*** Block opens ***
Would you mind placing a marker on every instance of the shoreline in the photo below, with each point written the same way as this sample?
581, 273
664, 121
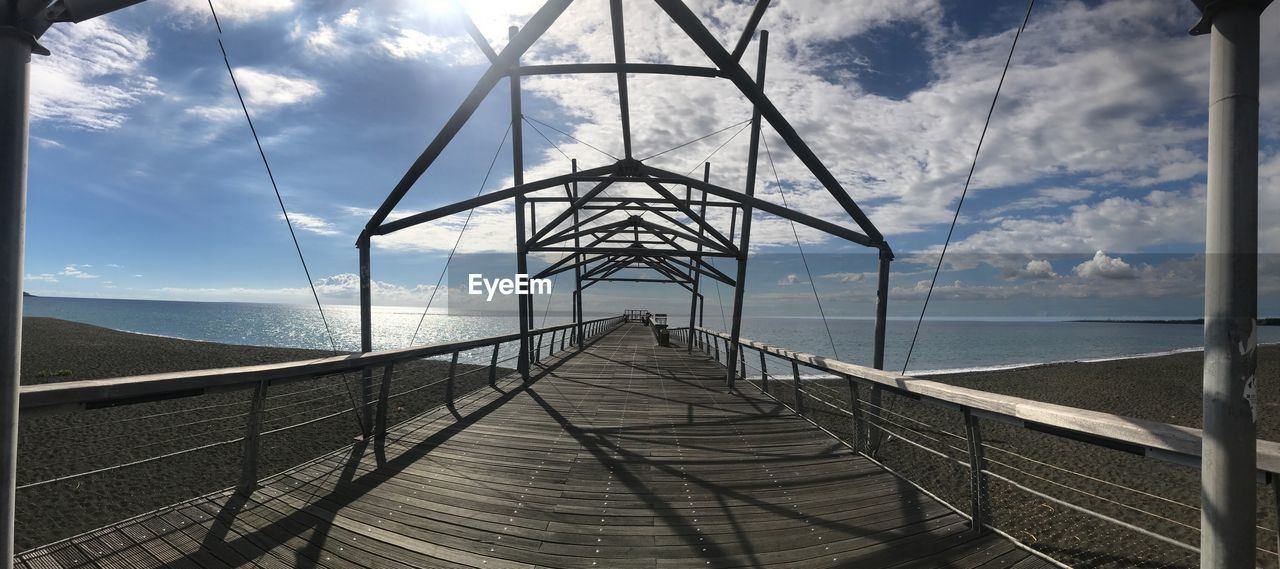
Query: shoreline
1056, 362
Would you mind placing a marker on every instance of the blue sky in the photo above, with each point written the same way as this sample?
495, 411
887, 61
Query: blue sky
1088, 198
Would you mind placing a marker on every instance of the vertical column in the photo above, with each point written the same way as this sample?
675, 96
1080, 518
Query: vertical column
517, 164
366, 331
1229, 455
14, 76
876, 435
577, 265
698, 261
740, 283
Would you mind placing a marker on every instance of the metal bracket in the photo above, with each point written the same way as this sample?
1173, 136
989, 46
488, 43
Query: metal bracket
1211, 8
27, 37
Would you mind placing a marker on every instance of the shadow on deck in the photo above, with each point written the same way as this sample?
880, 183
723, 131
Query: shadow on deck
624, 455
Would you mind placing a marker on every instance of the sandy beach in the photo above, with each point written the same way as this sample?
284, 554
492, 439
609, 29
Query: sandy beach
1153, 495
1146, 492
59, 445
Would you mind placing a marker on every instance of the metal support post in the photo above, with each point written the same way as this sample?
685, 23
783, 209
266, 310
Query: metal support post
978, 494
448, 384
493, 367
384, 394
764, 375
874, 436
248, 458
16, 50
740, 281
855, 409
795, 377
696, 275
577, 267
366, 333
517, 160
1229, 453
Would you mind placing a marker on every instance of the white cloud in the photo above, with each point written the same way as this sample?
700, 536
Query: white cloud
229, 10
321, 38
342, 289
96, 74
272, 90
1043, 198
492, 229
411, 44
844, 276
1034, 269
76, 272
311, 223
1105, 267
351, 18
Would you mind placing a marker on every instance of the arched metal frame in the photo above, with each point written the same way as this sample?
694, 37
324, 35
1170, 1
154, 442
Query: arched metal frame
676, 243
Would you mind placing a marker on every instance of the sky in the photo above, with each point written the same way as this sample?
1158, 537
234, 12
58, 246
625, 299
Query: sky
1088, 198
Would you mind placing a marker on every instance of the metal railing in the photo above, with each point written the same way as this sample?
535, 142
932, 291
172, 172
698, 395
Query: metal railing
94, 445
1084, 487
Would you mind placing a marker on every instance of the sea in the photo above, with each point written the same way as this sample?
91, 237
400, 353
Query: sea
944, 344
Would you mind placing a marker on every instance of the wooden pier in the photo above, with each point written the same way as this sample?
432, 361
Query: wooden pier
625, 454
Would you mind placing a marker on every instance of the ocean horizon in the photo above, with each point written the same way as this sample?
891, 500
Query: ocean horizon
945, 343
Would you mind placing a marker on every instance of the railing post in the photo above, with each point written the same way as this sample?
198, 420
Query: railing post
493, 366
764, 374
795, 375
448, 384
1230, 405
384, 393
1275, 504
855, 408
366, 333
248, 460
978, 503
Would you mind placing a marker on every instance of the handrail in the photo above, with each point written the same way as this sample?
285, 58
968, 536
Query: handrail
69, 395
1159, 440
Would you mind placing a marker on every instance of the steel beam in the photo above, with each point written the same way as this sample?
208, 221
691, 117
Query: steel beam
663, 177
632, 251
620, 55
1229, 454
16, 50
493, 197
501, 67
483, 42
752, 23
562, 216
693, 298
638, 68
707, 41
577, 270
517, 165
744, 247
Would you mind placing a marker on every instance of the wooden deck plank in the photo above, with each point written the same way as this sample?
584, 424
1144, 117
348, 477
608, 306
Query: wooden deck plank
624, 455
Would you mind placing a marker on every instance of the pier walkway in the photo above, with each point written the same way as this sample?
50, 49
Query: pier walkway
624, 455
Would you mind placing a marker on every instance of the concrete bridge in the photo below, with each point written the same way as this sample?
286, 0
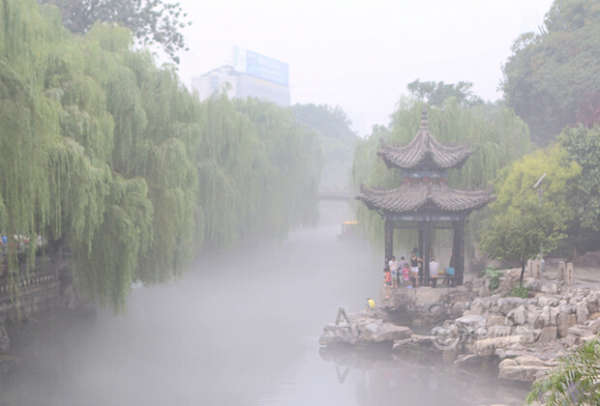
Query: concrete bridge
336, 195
*** Block closes ***
To do:
Verbatim copy with pictures excluded: write out the records above in full.

Solution to this problem:
Would you mind placing a marker on every instance of the shoreline in the photo below, with each point written the same way as this sample?
581, 273
664, 121
Query: shoreline
1056, 362
Would you mind placing a marker on every instance of the blue sky in the photo above, with each point written the same way as this sample?
495, 411
887, 61
Query: blue sky
1088, 198
Would you mind placing a marker on every instance of the vertical column in the photo above, with each point written the same way as this sample?
675, 96
1080, 518
Query: vertical column
517, 164
366, 331
1229, 455
14, 76
876, 435
577, 265
698, 261
740, 283
Would you mind placing a marker on every instance of the metal bracket in the photo above, with each point written the same way as this sample?
1173, 136
989, 46
488, 43
Query: metal bracket
1211, 8
27, 37
Would you mind placing a marker on every instance of the shadow on deck in the photo above, with each point written the same way as this sample?
880, 183
723, 131
Query: shadow on deck
624, 455
Would you mind placing a marker on every instance of the sandy beach in the photo above, with each point written the same way as this sample?
284, 554
492, 439
609, 29
Query: sandy beach
1153, 495
1146, 492
59, 445
Would you mind placing a marker on every instance of the metal support post in the photo above, with each point written the same way as this sample?
685, 23
783, 209
266, 310
Query: metal support post
978, 494
448, 384
493, 367
384, 394
764, 375
874, 436
248, 458
16, 50
740, 281
855, 409
795, 377
696, 275
577, 267
366, 333
517, 160
1229, 453
Would you mind placing a marker on every instance of the white cloud in the photo above, with each point written the same way as this sample?
700, 536
Query: white cloud
229, 10
321, 38
342, 289
96, 74
272, 90
1043, 198
492, 229
411, 44
844, 276
1034, 269
76, 272
311, 223
1105, 267
351, 18
Would you mind placing a marker on every instance of the arched metal frame in the photo above, with each point written the same way as this sample?
694, 37
324, 35
1170, 1
154, 442
Query: arched metal frame
676, 243
Would you mind placing a marker on every instance of the sky in the photo above, with each point written the same way as this sample?
1158, 537
234, 12
58, 246
625, 299
Query: sky
1088, 198
Would you mind placing a marker on every instance of the metal railing in the photo above, with each point written the same way as this sample?
535, 142
932, 291
172, 172
698, 395
Query: metal railing
94, 445
1084, 487
Would you mind placing a marker on every instance of the sea in the photo above, with each point written the same way as this sample?
91, 237
400, 353
Query: sea
944, 344
Would you mind placing a marker on every instance of the wooden pier in the photo above, with each point written the same way as this sample?
432, 361
Query: wooden pier
625, 454
Would you mind placing a marker on every instance of the ocean horizon in the photo above, with each point written the same way as this sample?
891, 500
Query: ocean horizon
945, 343
Would you mind placing a marker on every instance of the railing post in the photo above, with each point written the same way as this sample?
198, 420
Query: railing post
493, 366
764, 374
795, 375
448, 384
1230, 405
384, 393
1275, 504
855, 408
366, 333
248, 460
978, 503
Would you mind placing a marker on every instance of the handrail in the photo above, with each point written the same way as this sample?
285, 58
968, 536
Query: handrail
69, 395
1159, 440
Would you mind placing a marker on every instance of the steel beam in the photo above, with each point written the same way as this sample?
208, 221
691, 117
Query: steel beam
663, 177
632, 251
620, 55
1229, 454
16, 50
493, 197
501, 67
483, 42
752, 23
562, 216
693, 298
638, 68
707, 41
577, 270
517, 165
744, 247
Would you mind placing a marker on every instance of the wooden deck plank in the photo above, with each point written the same way as this sample?
584, 424
1144, 117
348, 477
608, 306
Query: wooden deck plank
624, 455
Would you mind placing a marker on every instance of the pier walkway in the photo above, with each point written the same way as this sample?
50, 49
Query: pier walkway
624, 455
Would you mind placing a marker on every instance of the concrete bridge in the photo below, with each point written the same way as this sample?
286, 0
Query: concrete bridge
336, 195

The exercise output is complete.